= What is required =
Find each line in the records below that contains the word "helmet", and copy those lines out.

(Named object pointing entries)
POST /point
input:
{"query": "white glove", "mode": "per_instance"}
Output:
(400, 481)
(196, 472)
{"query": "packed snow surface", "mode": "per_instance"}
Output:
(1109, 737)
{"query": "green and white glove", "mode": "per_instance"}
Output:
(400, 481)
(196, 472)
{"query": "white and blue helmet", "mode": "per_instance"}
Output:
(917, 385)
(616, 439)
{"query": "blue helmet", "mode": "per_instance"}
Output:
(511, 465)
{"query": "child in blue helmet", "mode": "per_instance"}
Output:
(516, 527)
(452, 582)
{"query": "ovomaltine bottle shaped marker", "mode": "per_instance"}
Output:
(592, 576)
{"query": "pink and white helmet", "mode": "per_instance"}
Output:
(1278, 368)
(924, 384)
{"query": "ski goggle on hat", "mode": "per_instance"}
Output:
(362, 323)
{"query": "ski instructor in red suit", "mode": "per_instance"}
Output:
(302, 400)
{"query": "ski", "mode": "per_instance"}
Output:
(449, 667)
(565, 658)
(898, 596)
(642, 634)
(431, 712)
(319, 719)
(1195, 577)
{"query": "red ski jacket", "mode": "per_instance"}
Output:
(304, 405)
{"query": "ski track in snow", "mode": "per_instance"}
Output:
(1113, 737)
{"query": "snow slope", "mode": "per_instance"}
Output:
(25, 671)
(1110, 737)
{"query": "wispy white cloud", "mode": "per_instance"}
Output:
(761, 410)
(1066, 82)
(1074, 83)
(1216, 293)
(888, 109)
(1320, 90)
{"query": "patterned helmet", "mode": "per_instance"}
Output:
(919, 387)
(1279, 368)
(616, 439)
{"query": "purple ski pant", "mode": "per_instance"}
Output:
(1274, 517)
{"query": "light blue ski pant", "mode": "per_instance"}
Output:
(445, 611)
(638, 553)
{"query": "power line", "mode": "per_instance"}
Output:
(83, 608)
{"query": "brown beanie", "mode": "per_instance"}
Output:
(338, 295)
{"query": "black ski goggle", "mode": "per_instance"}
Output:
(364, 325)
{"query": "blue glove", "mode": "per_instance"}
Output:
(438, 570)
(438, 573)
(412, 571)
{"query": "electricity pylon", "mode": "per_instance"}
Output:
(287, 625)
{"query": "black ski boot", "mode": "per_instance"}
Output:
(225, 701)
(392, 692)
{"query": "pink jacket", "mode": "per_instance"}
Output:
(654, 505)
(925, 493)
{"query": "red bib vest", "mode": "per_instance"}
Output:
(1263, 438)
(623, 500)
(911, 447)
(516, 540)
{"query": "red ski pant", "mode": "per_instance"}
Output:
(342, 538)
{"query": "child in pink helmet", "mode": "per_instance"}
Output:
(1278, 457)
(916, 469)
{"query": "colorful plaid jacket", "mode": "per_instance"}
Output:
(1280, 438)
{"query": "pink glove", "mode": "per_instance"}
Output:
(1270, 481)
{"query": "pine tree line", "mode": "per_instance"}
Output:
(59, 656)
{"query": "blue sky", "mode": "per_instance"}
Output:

--

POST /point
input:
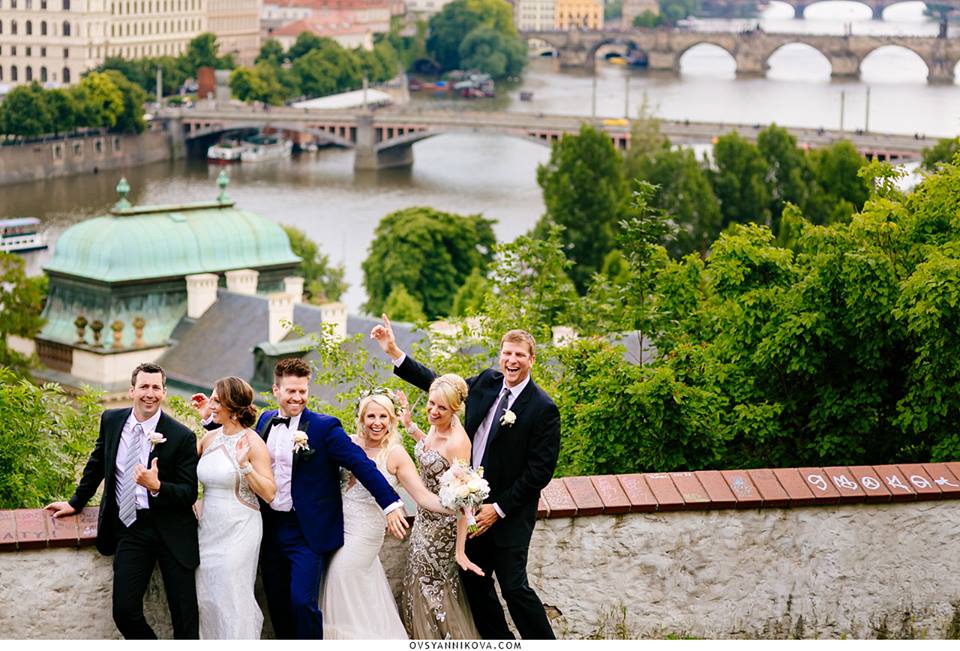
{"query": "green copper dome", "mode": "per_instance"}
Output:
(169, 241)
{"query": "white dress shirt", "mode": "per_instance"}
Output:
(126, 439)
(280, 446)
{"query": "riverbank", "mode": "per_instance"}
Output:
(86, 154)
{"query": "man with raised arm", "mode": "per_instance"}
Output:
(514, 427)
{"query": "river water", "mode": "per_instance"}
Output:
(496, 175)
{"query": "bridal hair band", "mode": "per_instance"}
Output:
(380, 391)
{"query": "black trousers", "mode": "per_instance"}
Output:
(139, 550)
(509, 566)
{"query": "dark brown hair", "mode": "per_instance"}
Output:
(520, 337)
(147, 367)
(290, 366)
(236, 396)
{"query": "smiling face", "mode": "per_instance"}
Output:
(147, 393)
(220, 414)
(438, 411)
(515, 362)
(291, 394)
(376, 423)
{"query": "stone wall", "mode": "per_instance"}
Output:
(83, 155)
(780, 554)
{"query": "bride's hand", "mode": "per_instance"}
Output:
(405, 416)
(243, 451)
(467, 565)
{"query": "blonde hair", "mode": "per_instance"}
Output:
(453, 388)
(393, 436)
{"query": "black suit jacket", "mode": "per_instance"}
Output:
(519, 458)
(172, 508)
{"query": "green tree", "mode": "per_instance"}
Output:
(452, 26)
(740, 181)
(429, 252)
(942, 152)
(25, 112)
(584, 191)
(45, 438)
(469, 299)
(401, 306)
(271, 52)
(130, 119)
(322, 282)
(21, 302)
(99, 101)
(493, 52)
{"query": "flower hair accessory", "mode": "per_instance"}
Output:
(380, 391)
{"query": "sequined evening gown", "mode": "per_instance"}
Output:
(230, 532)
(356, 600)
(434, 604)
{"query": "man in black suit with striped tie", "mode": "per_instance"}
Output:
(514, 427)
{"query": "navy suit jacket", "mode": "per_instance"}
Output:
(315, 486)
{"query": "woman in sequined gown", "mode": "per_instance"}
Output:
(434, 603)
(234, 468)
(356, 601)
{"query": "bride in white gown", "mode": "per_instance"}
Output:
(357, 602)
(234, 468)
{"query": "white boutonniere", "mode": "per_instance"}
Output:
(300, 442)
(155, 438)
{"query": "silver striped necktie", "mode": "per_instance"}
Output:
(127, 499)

= Task solution =
{"query": "white and blue helmet", "mode": "per_instance"}
{"query": "blue helmet", "mode": "per_instance"}
{"query": "child in blue helmet", "mode": "per_instance"}
{"query": "pink and white helmet", "mode": "per_instance"}
{"query": "patterned helmet", "mode": "per_instance"}
{"query": "child in pink helmet", "mode": "per_instance"}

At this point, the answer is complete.